Какие социальные принципы, по тексту о православном социальном учении, сформулированы в католицизме на основании естественно-правовой традиции?

Исходный текст:
──────────────────────────────

Таким образом, не позиционируясь политически, документ лишь намекает, но не
указывает место христианской социальной концепции в споре мировоззрений.
Специфика православного социального учения наиболее отчетливо проявляется в
сравнении с социальным учением иных христианских конфессий. Все они в общем и
целом располагаются между либерализмом и социал-демократией. Если сравнивать
православное с католическим социальным учением, то бросается в глаза разные
основания их социально-этического суждения. На основании естественно-правовой
традиции в католицизме сформулированы социальные принципы, коренящиеся в
христианском социальном идеале: общего блага, солидарности, субсидиаритета.
Подобных фундаментальных принципов социального строительства православная
доктрина не предлагает. Она пытается сформулировать библейское и патристическое
учения об обществе и непосредственно спроецировать их подход на современную
ситуацию. И это очень сближает с подходом протестантской социальной этики. Тем
не менее, протестантский подход гораздо более смел в суждении о мире, в
готовности замыкать евангельские принципы с конкретными императивами поведения
христианина. В сравнении с ним высвечивается особенность православия, связанная
с глубоким чувством церковности: настоящая доктрина, по сути, еще не является в
полном смысле социальным учением, учением о социальном мире и о
христианине-гражданине. Она остается скорее учением о Церкви в мире, о том, как
христианин должен действовать в обществе в качестве члена Церкви, а не
гражданина. Наконец, колоссальная разница с социальным учением христианских
церквей проявляется в том, что становится ее предметом. Большую часть содержания
«Основ социальной концепции» составляют вопросы пасторального богословия,
канонического права и т.д. – брако-разводная регламентация, отношения с
государством и т.д. Граница между социальным учением, с одной стороны, и
нравственным и пастырским богословием, с другой, в документе практически не
проведена. Вместе с тем, множество из исконных предметов социального учения,
реалий социальной жизни и понятий социальной науки – правовое государство,
рыночная экономика, социальная справедливость и т.д. – практически не становятся
предметом внимания, что серьезно затруднит диалог и миссию Церкви в обществе.

──────────────────────────────

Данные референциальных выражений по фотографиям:
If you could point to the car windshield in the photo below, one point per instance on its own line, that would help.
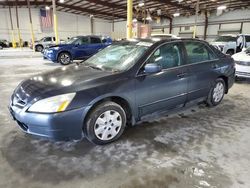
(225, 39)
(117, 57)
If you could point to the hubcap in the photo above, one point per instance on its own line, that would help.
(218, 92)
(65, 59)
(108, 125)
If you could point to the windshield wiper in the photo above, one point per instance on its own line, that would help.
(94, 67)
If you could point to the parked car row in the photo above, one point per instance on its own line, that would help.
(98, 98)
(231, 44)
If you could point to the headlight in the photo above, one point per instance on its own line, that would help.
(55, 48)
(53, 104)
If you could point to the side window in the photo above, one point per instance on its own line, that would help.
(167, 56)
(47, 39)
(198, 52)
(247, 38)
(94, 40)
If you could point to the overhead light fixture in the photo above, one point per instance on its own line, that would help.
(148, 16)
(141, 4)
(176, 14)
(223, 7)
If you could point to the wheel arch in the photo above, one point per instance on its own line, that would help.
(117, 99)
(63, 51)
(226, 82)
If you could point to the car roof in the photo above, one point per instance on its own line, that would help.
(159, 40)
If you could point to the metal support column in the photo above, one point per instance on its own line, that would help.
(196, 18)
(206, 25)
(55, 21)
(170, 25)
(18, 29)
(31, 27)
(129, 18)
(12, 30)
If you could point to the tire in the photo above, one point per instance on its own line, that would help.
(217, 92)
(64, 58)
(230, 52)
(105, 123)
(39, 48)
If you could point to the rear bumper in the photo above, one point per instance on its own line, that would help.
(231, 80)
(57, 126)
(242, 71)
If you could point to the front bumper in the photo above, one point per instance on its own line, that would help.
(57, 126)
(242, 71)
(49, 55)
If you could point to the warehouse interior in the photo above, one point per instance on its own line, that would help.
(199, 146)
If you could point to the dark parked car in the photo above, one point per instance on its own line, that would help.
(4, 43)
(81, 47)
(120, 85)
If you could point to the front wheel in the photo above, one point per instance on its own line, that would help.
(216, 93)
(64, 58)
(105, 124)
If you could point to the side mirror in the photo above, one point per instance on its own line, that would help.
(152, 68)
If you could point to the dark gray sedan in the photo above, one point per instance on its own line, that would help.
(119, 86)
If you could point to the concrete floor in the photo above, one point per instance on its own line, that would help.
(201, 147)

──────────────────────────────

Ответ: Принципы общего блага, солидарности и субсидиаритета.